**GIVEN EXERCISE**
Present the lines starting with the one that contains "Trace the outline of every instance of the hazy" and ending with the one that contains "Give the mask of the hazy horizon.", both included, as a numbered list. Leave out any blank lines.

#### DATA LISTING ####

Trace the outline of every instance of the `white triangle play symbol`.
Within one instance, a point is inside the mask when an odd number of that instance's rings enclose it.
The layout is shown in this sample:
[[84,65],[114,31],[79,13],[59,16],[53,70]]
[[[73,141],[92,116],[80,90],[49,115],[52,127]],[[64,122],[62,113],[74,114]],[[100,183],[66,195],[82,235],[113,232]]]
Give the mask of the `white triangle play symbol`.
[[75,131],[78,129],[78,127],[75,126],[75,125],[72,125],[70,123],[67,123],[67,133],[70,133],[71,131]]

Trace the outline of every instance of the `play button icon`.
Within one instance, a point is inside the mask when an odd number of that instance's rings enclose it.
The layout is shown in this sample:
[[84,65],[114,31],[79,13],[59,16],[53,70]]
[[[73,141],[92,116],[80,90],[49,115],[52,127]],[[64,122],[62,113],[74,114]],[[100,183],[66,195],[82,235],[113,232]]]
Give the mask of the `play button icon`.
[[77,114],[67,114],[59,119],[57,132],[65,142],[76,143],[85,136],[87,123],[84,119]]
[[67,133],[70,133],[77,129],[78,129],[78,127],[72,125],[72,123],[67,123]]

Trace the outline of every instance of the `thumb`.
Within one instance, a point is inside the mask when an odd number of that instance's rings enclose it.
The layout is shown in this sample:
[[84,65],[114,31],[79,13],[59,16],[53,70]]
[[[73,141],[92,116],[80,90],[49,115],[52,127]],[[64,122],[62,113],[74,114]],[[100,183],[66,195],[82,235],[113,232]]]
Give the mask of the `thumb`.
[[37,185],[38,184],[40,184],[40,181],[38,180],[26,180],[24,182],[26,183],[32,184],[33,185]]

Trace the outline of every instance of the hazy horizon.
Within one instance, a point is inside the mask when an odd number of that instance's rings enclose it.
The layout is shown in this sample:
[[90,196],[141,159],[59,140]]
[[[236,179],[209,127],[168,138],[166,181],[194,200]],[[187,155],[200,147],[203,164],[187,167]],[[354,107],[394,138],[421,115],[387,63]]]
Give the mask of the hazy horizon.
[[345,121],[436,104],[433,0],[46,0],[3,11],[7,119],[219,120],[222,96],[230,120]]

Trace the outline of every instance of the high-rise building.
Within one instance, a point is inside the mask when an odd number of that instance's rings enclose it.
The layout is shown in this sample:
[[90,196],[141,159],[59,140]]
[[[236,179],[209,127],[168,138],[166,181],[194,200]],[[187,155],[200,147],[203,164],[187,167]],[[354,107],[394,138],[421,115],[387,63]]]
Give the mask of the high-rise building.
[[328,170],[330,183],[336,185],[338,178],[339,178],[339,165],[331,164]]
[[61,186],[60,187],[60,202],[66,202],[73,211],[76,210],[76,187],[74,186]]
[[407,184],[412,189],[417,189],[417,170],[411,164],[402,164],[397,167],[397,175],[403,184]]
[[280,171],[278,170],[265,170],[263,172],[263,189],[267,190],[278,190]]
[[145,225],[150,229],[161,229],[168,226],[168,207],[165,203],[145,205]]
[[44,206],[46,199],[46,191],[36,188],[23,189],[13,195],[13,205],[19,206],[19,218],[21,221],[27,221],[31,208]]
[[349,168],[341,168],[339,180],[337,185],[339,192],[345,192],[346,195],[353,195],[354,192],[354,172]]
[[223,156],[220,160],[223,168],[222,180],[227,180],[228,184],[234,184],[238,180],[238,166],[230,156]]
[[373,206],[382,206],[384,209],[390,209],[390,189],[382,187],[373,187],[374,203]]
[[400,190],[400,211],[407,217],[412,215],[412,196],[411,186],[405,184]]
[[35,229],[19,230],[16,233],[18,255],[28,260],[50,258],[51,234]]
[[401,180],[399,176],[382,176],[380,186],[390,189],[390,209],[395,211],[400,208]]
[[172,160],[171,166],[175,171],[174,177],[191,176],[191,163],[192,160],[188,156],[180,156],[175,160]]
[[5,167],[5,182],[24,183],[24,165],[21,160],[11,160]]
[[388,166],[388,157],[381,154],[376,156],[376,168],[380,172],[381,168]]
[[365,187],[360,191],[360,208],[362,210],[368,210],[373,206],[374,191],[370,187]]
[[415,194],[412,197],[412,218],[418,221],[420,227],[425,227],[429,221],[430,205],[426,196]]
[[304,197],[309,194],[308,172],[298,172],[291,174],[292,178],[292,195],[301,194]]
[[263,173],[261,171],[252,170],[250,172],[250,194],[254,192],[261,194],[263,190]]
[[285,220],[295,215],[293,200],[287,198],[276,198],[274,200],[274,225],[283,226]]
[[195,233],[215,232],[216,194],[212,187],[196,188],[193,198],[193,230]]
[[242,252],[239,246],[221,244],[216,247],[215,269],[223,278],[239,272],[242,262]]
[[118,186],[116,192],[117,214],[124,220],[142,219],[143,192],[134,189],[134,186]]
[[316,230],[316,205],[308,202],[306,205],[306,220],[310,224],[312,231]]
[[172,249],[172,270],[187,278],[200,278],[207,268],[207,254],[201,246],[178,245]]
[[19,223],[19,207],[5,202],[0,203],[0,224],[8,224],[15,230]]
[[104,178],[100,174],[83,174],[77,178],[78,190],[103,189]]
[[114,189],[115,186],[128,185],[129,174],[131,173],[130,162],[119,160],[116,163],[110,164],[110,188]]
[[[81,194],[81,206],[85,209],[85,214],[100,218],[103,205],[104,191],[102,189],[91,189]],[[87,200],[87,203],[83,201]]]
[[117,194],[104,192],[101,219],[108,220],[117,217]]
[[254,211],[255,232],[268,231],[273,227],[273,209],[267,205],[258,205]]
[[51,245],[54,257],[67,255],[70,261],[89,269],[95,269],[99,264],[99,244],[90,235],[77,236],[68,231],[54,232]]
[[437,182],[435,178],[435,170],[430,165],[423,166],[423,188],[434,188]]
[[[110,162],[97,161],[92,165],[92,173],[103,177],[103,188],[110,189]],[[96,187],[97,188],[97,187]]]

####

**ANSWER TO THIS EXERCISE**
1. Trace the outline of every instance of the hazy horizon.
2. Within one instance, a point is inside the mask when an odd number of that instance's rings enclose it.
3. The layout is shown in this sample:
4. [[90,196],[141,159],[59,140]]
5. [[[236,179],[209,127],[168,138],[166,181],[194,200]],[[187,155],[200,147],[203,164],[187,167]],[[354,107],[394,138],[421,115],[387,63]]]
6. Give the mask of the hazy horizon.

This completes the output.